• TASK STATEMENT: Please continue the enano installation and usage notes from the point where they stop.

• PROVIDED PASSAGE:
+---+
On Linux (Ubuntu or CentOS) g++ usually comes installed by default, but if not run the following:

  1. sudo apt update
  2. sudo apt-get install g++

On macOS, install GCC compiler since Clang has issues with OpenMP library:

  • Install HomeBrew (https://brew.sh/)
  • Install GCC (this step will be faster if Xcode command line tools are already installed using xcode-select --install):
    1. brew update
    2. brew install gcc@9

The g++ installer also installs the OpenMP library, so no further steps are needed.
To check if the g++ compiler is properly installed in your system run:

On Linux

  1. g++ --version

On MacOS:

  1. g++-9 --version

The output should be the description of the installed software.

To compile enano run:

  1. cd EnanoFASTQ/enano
  2. make

USAGE

Run the enano executable /PATH/TO/enano (or just enano if installed with conda) with the options below:

  1. To compress:
  2. enano [options] [input_file [output_file]]
  3. -c To use MAX COMPRESION MODE. Default is FAST MODE.
  4. -k <length> Basecall sequence context length. Default is 7 (max 13).
  5. -l <lenght> Length of the DNA neighborhood sequence used in the quality score context. Default is 6.
  6. -t <num> Maximum number of threads allowed to use by the compressor. Default is 8.
  7. To decompress:
  8. enano -d [options] foo.enano foo.fastq
  9. -t <num> Maximum number of threads allowed to use by the decompressor. Default is 8.

Datasets information

To test our compressor we ran experiments on the following datasets. The full information of the datasets is on our publication.

Dataset Num. of files size (GB) Description Link

sor** | 4 | 124.071 | Sorghum bicolor Tx430 | https://www.nature.com/articles/s41467-018-07271-1#data-availability | bra* | 18 | 43.014 | Doubled haploid canola (Brassica napus L.) | https://www.nature.com/articles/s41598-019-45131-0#data-availability | lun | 13 | 15.239 | Human lung bacterial metagenomic | https://www.nature.com/articles/s41587-019-0156-5#data-availability | joi | 9 | 4.672 | Infected orthopaedic devices metagenomic | https://bmcgenomics.biomedcentral.com/articles/10.1186/s12864-018-5094-y | vir* | 10 | 4.375 | Direct RNA sequencing (HSV-1) | https://www.nature.com/articles/s41467-019-08734-9#data-availability | hs1 | 1 | 249.791 | Human GM12878 Utah/Ceph cell line | https://github.com/nanopore-wgs-consortium/NA12878 | hs2^ | 50 | 193.920 | Human GM12878 Utah/Ceph cell line | https://www.nature.com/articles/s41467-019-09637-5#data-availability| npd** | 336 | 113.440 | Multiple organisms | https://github.com/guidufort/DualFqz |

*Datasets that require the SRA toolkit to be downloaded.
+---+
Excerpts from a dataset

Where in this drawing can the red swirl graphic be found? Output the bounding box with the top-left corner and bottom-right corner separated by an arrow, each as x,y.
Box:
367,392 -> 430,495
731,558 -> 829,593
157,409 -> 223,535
+---+
• RESPONSE TO THIS TASK:
^We only used the first 50 files of the dataset.

Downloading the datasets

To download a dataset you have to run the download_script.sh of the specific dataset.
For example, to download sor run:

  1. cd EnanoFASTQ
  2. dataset/sor/download_script.sh

The scripts use the command wget to perform the download.
To install wget on macOS run:

  1. brew install wget

To install wget on Ubuntu or CentOS run:

  1. sudo apt-get install wget

Some datasets require the SRA toolkit (2.9.6-1 release) to be downloaded. To install the SRA toolkit you can follow the instructions here https://ncbi.github.io/sra-tools/install_config.html, and place the toolkit’s root-folder under the EnanoFASTQ directory, or you can run one of the scripts we provide. There is a different script for each OS, so you have to choose the one corresponding to your OS.
For example, to install the SRA toolkit on macOS you can run:

  1. cd EnanoFASTQ
  2. ./install_SRA_mac.sh

Examples

If installed using conda, use the command enano instead of enano/enano.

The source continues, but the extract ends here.